- **文書抜粋**
世界の組織工学の市場規模は、2024年に189億米ドルに達し、2033年には651億米ドルに達すると予測され、予測期間2025年~2033年のCAGRは14.9%で成長する見込みです。

組織工学は、特定の病態がどのように進行し、どのように治療できるかを理解するための重要なツールです。生物工学は、生物学と工学の原理を組み合わせた幅広い学問分野です。生物工学は、生物学の研究に工学的なアプローチを取ると表現されることもあります。組織工学では、組織の開発、損傷、創傷治癒に関与する生物学的、物理的、化学的な力を研究します。

組織工学の目標は、患者の身体とシームレスに統合できる機能的な組織や器官を作製し、最終的に患者の転帰や生活の質を向上させることです。この分野には、足場ベースの技術、細胞ベースの治療法、生物活性分子送達システムなど、さまざまなアプローチが含まれます。

組織工学市場は、組織工学分野の進歩や組織工学への資金提供の増加により、一貫した成長を遂げています。例えば、2023年11月、SPRIND Funke Tissue Engineeringは、4つの意欲的なチームとともに、人工組織の主要特性を探求し実証する10ヶ月の旅を開始しました。SPRINDはこの画期的な研究を支援するため、最大50万ユーロの資金を提供しました。

市場力学:

促進要因と抑制要因

慢性疾患の増加

慢性疾患の増加傾向は、組織工学市場の成長を大きく後押ししており、予測期間中も市場を牽引すると予想されます。糖尿病、心血管疾患、変形性関節症、腎臓障害などの慢性疾患が世界的に増加するにつれて、組織工学を含む高度な治療オプションに対するニーズが高まっています。

例えば、WHOによると、毎年推定1,790万人が心血管疾患(CVD)で死亡しており、世界最大の死亡原因となっています。世界で4億2,200万人いる糖尿病患者の大部分は低・中所得国に住んでおり、この病気は年間150万人の死亡の直接の原因となっています。また、世界で約17億1,000万人が筋骨格系障害に苦しんでいます。数多くの慢性疾患の罹患率の上昇に伴い、組織工学のニーズは高まることが予想されます。

慢性疾患は多くの場合、従来の治療では修復しきれない組織の損傷や変性につながります。組織工学は、代替組織や臓器を作成し、治癒や再生を助けることで解決策を提供します。例えば、糖尿病患者は傷の治りが悪く、皮膚や血管の修復に組織工学が必要となります。

さらに、脳、肺、肝臓、骨の組織工学の開発は、がん転移の試験管内モデルの作成に有用です。組織工学は、転移巣における発がんと移動を直接調べる方法を提供するので、がん研究に革命を起こす可能性があります。血管新生を誘導することはがんの重要な特徴であり、新生血管は固形がんの形成と頻繁に関連しています。さらに、組織工学は、腫瘍微小環境とその複雑で多面的な特徴のすべてを再現することを可能にします。従って、がん患者の増加が組織工学の需要を押し上げています。

- **フレーズグラウンディング用データ**
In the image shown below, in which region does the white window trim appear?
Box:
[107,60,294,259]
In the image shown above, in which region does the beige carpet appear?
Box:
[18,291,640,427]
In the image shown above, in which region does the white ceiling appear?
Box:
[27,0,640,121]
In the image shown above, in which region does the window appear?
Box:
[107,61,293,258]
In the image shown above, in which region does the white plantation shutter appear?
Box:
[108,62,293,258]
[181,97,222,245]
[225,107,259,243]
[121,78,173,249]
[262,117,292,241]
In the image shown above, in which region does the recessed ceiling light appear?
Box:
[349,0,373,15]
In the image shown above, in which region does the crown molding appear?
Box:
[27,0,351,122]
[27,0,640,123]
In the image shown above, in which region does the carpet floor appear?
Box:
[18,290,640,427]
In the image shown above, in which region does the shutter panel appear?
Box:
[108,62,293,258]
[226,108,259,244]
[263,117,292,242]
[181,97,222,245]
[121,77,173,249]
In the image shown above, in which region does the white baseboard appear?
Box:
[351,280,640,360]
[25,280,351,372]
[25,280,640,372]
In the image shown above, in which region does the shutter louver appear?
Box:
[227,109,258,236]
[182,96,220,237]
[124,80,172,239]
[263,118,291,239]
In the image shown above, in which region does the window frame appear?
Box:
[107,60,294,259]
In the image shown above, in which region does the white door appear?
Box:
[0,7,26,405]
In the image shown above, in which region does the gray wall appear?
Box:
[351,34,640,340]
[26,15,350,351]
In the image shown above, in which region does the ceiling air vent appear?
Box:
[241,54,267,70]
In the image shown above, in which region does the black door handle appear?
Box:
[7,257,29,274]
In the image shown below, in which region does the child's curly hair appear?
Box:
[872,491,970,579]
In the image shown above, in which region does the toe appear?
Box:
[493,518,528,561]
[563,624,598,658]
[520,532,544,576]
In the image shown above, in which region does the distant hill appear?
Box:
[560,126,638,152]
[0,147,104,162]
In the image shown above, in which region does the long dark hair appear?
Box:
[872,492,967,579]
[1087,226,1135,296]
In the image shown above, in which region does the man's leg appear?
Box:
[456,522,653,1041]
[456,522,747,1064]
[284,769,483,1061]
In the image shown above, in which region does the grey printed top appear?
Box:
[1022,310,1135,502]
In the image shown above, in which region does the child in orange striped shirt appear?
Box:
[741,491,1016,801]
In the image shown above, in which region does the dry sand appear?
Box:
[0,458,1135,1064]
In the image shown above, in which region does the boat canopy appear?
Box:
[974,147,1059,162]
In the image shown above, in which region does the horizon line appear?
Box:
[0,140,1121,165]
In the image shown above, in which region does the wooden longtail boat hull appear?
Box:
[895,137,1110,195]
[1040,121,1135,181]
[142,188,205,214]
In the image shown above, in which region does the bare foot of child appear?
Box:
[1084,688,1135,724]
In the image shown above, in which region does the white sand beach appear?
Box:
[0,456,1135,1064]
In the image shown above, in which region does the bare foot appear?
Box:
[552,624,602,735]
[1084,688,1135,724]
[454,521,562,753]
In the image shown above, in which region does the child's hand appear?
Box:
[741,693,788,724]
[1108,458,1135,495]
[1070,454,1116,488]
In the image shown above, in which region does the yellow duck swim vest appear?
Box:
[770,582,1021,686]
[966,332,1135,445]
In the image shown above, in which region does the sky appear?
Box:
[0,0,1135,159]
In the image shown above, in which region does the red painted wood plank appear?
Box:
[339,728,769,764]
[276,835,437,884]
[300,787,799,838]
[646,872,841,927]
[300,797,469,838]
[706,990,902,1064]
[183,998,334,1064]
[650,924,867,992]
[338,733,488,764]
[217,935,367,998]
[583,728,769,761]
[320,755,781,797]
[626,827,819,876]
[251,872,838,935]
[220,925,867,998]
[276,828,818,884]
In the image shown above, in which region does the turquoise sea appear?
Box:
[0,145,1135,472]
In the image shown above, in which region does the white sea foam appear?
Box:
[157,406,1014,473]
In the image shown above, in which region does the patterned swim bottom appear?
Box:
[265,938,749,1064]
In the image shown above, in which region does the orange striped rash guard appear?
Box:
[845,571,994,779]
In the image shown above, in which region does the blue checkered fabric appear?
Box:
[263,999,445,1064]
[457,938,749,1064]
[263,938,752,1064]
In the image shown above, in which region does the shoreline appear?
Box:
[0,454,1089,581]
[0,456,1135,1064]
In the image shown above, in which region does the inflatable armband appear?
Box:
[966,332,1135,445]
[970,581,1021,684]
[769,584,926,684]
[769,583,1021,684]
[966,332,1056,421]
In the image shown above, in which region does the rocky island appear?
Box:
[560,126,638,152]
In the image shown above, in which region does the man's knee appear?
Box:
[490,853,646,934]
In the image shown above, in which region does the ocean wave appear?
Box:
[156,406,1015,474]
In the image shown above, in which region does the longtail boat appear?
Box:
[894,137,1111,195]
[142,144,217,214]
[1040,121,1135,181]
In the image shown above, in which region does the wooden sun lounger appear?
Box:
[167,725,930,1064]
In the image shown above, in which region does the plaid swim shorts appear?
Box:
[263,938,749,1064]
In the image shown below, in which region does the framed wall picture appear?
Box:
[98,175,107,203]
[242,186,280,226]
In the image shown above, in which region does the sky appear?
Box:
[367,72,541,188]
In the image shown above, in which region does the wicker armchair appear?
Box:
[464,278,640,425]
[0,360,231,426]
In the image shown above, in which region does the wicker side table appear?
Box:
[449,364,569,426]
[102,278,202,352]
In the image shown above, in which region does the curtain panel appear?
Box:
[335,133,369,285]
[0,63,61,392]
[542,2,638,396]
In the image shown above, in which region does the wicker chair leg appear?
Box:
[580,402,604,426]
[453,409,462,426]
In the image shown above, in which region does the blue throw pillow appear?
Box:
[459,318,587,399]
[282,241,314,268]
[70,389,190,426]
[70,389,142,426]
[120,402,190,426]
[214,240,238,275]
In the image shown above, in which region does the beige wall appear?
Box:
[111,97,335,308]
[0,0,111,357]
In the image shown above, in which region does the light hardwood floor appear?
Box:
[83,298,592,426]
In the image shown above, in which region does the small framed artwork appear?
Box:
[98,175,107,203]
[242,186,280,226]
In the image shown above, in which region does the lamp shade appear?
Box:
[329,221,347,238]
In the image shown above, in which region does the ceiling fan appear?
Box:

- **取り組む課題**
A. 組織工学市場に関する文書によると、2024年の世界の組織工学の市場規模はいくらか。
B. 組織工学市場に関する文書のうち、「組織工学の目標は」で始まる段落を、主な事実を残して箇条書きに書き直せ。
C. 組織工学市場に関する文書を、最後の文の後から引き継いで書き進めよ。
レコードはこの作業に一切関係しない。

- **記述解答**
A. 189億米ドルである。

B.
- 目標：患者の身体とシームレスに統合できる機能的な組織や器官を作製し、最終的に患者の転帰や生活の質を向上させること
- この分野のアプローチ：足場ベースの技術、細胞ベースの治療法、生物活性分子送達システムなど

C.
組織工学技術に伴う高コスト

組織工学技術に関連する高コストは、組織工学市場の成長を妨げる主な要因の一つです。組織工学は慢性疾患や組織損傷に対処するための有望な技術ですが、その開発、生産、実施にかかるコストは大きいです。例えば、米国国立衛生研究所(NIH)によれば、幹細胞を用いた組織工学的気道移植の総費用は、治療を受けた3人の英国人患者の場合、17万4,420米ドル~74万500米ドルでした。

3Dプリント技術を用いたバイオプリント組織の開発は、特殊なバイオプリント装置、高度なバイオマテリアル、熟練した技術者を必要とするため、非常にコスト集約的です。大きな可能性を秘めているとはいえ、この技術はまだ広く使用できるほど安価ではありません。例えば、ResearchGateによると、バイオプリント技術の価格は5,000米ドル~50万米ドル以上です。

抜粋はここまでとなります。